» **Kutipan dokumen**:
Namun, mereka merasa heran sebab diundangan disebutkan sebagai wartawan dan diperiksa pun berkaitan dengan tugas jurnalistik tetapi saat proses pemeriksaan dianggap sebagai masyarakat saja.

Pedoman Dewan Pers No : 01/P-DP/V/2007 tentang Penerapan Hak Tolak dan Pertanggungjawaban Hukum dalam Perkara Jurnalistik tertanggal 4 Mei 2007 yang ditandatangani Ketua Dewan Pers, Prof. Dr. Ichlasul Amal, M.A.

Berkaitan dengan beberapa kasus pemanggilan wartawan untuk diperiksa oleh lembaga penyidik atau menjadi saksi dalam perkara yang terkait dengan karya jurnalistik, Dewan Pers perlu menyampaikan pedoman mengenai ketentuan dan penerapan hak tolak serta pertanggungjawaban hukum.

Poin 1, wartawan sebagai warga negara yang taat hukum secara prinsip wajib memenuhi panggilan lembaga penyidik untuk memeriksa atau menjadi saksi dalam peradilan.

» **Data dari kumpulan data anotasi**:
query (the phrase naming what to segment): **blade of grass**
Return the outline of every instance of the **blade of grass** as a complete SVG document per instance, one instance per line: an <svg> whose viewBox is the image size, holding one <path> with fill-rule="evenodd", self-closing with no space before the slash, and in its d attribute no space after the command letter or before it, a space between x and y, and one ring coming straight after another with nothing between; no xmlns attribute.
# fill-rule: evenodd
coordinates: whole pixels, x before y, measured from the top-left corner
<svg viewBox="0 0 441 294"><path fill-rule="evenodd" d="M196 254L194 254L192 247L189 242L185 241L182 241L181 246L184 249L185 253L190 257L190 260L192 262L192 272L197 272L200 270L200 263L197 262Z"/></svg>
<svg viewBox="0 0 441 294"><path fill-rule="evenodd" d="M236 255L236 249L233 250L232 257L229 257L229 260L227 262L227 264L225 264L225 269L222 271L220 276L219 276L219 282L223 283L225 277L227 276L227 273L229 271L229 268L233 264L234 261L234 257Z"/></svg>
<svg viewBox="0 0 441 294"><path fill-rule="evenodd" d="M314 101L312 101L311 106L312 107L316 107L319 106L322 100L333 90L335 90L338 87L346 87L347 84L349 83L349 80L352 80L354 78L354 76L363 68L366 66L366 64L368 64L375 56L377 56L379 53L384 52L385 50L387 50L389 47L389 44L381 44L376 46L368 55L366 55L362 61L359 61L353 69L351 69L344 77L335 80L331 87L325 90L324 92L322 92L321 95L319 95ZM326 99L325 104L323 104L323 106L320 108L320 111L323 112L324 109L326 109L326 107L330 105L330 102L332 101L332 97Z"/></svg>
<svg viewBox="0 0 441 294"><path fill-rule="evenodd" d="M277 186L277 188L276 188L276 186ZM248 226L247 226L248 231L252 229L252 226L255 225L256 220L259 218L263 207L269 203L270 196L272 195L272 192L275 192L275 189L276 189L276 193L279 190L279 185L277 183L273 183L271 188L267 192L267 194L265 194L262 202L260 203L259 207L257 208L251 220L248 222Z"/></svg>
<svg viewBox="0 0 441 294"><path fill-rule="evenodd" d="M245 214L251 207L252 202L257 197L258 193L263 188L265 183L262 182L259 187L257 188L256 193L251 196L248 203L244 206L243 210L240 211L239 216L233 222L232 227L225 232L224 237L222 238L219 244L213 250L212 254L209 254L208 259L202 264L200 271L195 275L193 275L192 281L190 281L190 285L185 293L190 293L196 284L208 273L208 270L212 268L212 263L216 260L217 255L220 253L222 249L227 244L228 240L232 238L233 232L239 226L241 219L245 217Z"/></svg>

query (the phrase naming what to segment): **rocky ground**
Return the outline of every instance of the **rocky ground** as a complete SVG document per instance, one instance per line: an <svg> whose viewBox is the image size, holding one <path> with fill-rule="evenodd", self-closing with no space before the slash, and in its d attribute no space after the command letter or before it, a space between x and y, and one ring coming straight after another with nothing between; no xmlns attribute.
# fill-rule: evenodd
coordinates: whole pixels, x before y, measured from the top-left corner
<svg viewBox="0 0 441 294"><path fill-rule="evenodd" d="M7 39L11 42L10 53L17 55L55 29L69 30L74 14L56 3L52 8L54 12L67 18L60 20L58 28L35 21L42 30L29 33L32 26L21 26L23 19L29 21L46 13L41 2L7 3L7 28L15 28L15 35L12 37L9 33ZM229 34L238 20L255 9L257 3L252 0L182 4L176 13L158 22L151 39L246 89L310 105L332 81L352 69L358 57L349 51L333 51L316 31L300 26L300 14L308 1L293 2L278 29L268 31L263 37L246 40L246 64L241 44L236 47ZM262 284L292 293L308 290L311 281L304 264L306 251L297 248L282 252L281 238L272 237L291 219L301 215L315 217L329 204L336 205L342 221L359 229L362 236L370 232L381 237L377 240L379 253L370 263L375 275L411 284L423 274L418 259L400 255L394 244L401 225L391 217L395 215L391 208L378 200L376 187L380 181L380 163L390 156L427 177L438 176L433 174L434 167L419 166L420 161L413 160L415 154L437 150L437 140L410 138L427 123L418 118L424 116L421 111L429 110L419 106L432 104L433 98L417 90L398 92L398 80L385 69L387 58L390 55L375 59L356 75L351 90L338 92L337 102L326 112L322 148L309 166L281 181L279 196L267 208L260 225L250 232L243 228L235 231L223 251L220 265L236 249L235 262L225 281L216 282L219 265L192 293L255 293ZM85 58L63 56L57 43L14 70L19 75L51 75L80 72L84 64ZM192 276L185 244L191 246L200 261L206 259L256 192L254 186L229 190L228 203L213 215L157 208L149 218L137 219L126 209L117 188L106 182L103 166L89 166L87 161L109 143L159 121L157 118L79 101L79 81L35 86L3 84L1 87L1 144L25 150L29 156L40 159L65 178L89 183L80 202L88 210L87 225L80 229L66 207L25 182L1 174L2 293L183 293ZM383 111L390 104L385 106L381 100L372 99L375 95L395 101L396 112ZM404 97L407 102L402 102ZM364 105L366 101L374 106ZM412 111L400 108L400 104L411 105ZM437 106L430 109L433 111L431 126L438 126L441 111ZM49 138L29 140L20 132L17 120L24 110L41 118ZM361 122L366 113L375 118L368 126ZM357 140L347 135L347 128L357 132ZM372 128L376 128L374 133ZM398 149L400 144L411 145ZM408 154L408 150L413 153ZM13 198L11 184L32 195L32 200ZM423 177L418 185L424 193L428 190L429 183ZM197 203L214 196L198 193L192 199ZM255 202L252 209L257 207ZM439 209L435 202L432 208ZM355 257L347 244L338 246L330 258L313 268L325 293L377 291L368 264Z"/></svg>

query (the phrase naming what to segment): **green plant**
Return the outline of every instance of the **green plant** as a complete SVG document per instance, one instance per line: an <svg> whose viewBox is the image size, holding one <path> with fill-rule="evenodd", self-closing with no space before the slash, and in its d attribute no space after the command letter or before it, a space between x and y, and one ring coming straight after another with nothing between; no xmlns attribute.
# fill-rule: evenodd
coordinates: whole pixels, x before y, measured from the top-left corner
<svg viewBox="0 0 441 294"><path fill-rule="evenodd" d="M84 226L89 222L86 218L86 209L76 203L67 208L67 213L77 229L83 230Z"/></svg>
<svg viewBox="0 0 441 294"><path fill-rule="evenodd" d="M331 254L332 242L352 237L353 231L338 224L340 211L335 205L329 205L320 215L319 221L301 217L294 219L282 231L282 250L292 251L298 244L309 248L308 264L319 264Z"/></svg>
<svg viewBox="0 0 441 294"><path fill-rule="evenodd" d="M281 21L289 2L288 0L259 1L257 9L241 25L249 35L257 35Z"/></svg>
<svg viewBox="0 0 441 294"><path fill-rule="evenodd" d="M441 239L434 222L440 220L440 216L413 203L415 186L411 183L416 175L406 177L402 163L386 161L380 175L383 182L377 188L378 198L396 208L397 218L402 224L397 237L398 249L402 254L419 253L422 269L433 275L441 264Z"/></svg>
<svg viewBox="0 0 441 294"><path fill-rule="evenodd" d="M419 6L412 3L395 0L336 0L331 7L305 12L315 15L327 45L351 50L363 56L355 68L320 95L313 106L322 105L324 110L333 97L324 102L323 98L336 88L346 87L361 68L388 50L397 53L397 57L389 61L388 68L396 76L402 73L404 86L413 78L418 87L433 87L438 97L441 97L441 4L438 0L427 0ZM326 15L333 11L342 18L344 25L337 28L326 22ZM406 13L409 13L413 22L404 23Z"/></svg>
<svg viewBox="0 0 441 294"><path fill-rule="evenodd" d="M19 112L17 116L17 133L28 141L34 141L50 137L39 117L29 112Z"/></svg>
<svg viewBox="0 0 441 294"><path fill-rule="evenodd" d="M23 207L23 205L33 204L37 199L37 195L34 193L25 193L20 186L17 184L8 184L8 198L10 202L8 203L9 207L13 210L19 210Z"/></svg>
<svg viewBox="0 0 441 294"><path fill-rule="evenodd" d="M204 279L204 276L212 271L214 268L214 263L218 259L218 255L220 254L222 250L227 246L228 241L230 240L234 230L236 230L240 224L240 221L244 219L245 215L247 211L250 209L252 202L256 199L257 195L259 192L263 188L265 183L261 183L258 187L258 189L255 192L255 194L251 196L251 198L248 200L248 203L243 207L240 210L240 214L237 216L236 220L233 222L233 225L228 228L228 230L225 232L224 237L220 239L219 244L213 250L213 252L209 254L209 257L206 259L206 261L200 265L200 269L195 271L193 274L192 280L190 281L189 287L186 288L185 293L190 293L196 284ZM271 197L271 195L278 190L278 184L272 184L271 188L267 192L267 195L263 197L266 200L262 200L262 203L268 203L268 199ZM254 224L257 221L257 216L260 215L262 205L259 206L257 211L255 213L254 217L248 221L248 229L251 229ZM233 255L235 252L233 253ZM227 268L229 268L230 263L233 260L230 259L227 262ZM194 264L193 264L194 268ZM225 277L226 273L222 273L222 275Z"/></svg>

» **Tugas**:
(1) Menurut kutipan dokumen, siapa yang menandatangani Pedoman Dewan Pers No : 01/P-DP/V/2007?
(2) Kumpulkan setiap baris data yang memuat kata "ring". Huruf besar dan huruf kecil dibedakan.
Kutipan dokumen dan data ini tidak saling berhubungan.

» **Jawaban**:
(1) Ketua Dewan Pers, Prof. Dr. Ichlasul Amal, M.A.

(2)
Return the outline of every instance of the **blade of grass** as a complete SVG document per instance, one instance per line: an <svg> whose viewBox is the image size, holding one <path> with fill-rule="evenodd", self-closing with no space before the slash, and in its d attribute no space after the command letter or before it, a space between x and y, and one ring coming straight after another with nothing between; no xmlns attribute.
Return the outline of every instance of the **rocky ground** as a complete SVG document per instance, one instance per line: an <svg> whose viewBox is the image size, holding one <path> with fill-rule="evenodd", self-closing with no space before the slash, and in its d attribute no space after the command letter or before it, a space between x and y, and one ring coming straight after another with nothing between; no xmlns attribute.
Return the outline of every instance of the **green plant** as a complete SVG document per instance, one instance per line: an <svg> whose viewBox is the image size, holding one <path> with fill-rule="evenodd", self-closing with no space before the slash, and in its d attribute no space after the command letter or before it, a space between x and y, and one ring coming straight after another with nothing between; no xmlns attribute.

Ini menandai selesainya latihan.